• _What the exercise asks_
Report each line of the records below that contains the word "flower", copying every such line in full.

• _Extracted information_
....

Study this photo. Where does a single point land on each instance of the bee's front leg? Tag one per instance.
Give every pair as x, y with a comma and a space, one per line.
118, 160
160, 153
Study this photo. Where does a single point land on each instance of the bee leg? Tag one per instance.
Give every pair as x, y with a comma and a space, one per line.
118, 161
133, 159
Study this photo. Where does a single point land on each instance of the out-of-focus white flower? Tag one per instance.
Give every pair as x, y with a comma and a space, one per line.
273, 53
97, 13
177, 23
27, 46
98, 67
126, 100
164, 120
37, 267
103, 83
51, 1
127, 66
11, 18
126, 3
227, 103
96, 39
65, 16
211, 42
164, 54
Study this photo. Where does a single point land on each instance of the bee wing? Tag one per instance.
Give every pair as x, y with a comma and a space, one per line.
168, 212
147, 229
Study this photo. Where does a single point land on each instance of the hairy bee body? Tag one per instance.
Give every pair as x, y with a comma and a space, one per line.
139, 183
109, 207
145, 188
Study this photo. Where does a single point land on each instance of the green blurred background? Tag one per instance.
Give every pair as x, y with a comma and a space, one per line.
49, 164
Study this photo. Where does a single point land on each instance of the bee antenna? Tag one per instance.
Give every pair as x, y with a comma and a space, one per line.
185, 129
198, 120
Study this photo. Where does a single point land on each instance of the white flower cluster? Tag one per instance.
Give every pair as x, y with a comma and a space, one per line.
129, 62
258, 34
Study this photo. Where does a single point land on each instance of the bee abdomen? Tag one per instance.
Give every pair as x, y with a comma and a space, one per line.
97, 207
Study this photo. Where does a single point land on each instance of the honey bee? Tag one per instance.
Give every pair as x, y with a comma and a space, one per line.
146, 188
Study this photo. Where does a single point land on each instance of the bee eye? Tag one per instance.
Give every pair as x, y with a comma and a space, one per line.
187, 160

....

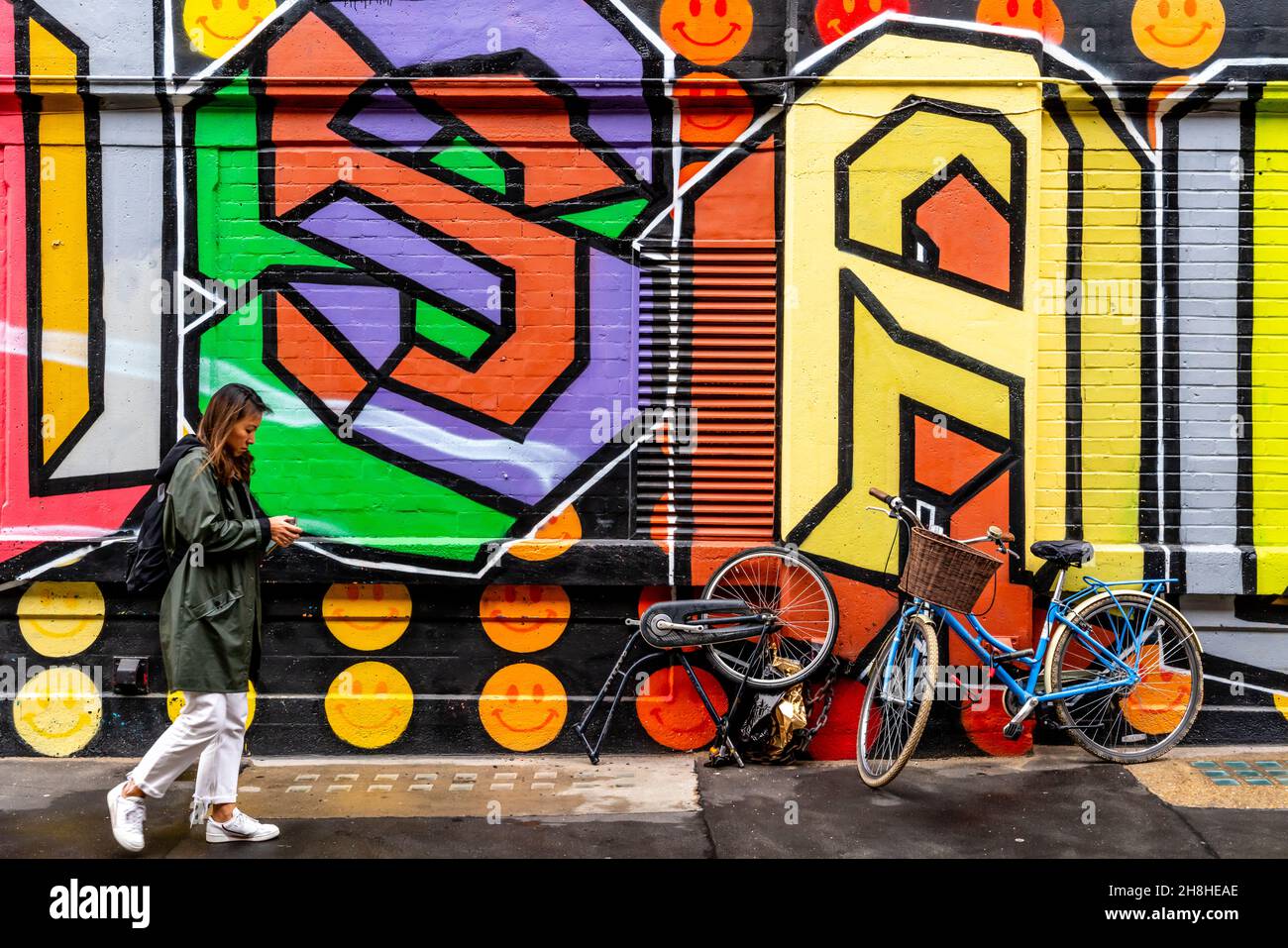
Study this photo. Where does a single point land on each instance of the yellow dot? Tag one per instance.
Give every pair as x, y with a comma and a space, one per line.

....

• _Complete response_
Study this photo. Where does a single point land on each instance of the out-of-focus white flower? Tag one per instance.
Study this photo. Where does a single point land on each instance of the white flower cluster? Tag one per instance.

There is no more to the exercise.